課題 | 刑事が訪ねてきた日の日記を、末尾の「さっそく.....」の後から書き継ぐこと。

ページ |
猫猿日記    + ちゃあこの隣人 +

美味しいもの、きれいなもの、面白いものが大好きなバカ夫婦と、
猿みたいな猫・ちゃあこの日常を綴った日記です

Leave me alone

2008年09月17日 03時16分45秒 | ルーツ

 

昼間、刑事が二人、訪ねてきた。

 

秋バラ、咲きました。
春とはまた違う風情のアブラハム・ダービー。

 

休日明けの昼間をだらだら寝て過ごしていると、
玄関のドアチャイムが鳴り、
応対に出たゴンザが、

「お母さんのことで話を聞きたいって刑事さんが来てるよ」

と。

 

.....で、記事の内容と著しく写真が合ってませんが(笑)
岩手に行ったエスパー弟より、こんな荷物が着きました。
秋の味覚・たくさんのサンマ~♪

 

私は眠い目をこすり、玄関へ出て、刑事が示す警察手帳を確認する。

『ああ、また何か母が面倒を起こしたのだな』と、
腹の中であきれ返りながら。

「中へ入ってもらえば?」

ゴンザに促され、私は刑事を招き入れる。

「で?何が聞きたいんですか?」

そう聞きながら。

 

すり身も入った素敵なセット♪

 

.....と。

彼らが言うには、
母の荷物が自宅から離れた場所で発見されたとかで、
それが『普通の荷物じゃなかったので』、
「事件に巻き込まれたのじゃないか?」と、
そういうことらしい。

 

さっそく.....

提供資料 |
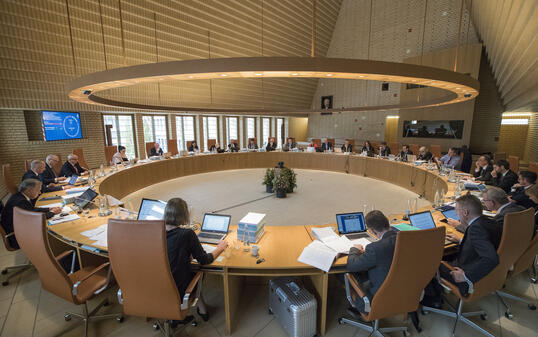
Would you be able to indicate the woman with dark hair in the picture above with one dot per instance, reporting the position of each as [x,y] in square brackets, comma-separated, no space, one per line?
[120,156]
[183,245]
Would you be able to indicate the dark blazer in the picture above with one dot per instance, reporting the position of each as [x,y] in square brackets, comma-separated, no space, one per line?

記述回答 |
五穀米に水、ダシ昆布、醤油・みりんを加え、
腹を出して塩焼きしたサンマ、梅肉を乗せ、スイッチぽーん♪
炊き上がったら、身をほぐしつつ、骨を取り除いて.....

 

そこに至るまでの回りくどい言い方は、もしかしたら、
『娘である私が母を殺したのかもしれない』という可能性や、
色んな場合を想定してのことだったのかもしれないが、
結局のところは、その『普通の荷物じゃなかった』ものは、
母のレントゲン写真やら何やらで、
それが国道脇で発見されたことに対し、
「なぜそんなものが?」「すわ、事件か!?」ということだったのだろう。

 

茹でた枝豆を散らして、サンマご飯の出来上がり!
岩手から帰ってきていた送り主・エスパー弟も招いて、
あっつあつのホカホカをいただきま~す♪

刑事達は言う。

「何度家を訪ねてもお母さんは不在だし、
 玄関の鍵も開きっぱなしでおかしい」と。

私は笑いながら答える。

「 ああ、鍵が開いてるのはいつもですよ。
 たぶんそのレントゲン写真やなにやらも、
 誰かに頼んで捨ててもらったんでしょう。
 ゴミを捨てるのが面倒だって言ってたから。
 以前は私も頼まれてゴミ捨てに行ったりしてたんですけどねぇ。
 もう半年、連絡もとってません」

.....と。

 

お供はサンマのつみれ汁。
つみれの中には手作り大葉味噌入り♪

 

刑事達は私が何か答えるたびに、『ありえない』と思うのか、
「ええっ!?」「それはまたどうして?」などと、
さらに不審な目で私を見たが、
私はさらにこう付け加えた。

「大切な物も、人から貰ったものも、平気で捨てる人なんです、母は。
 半年連絡をとってないっていうのも、色々そういうことがあって.....
 我々にも手に負えないからなんですよ。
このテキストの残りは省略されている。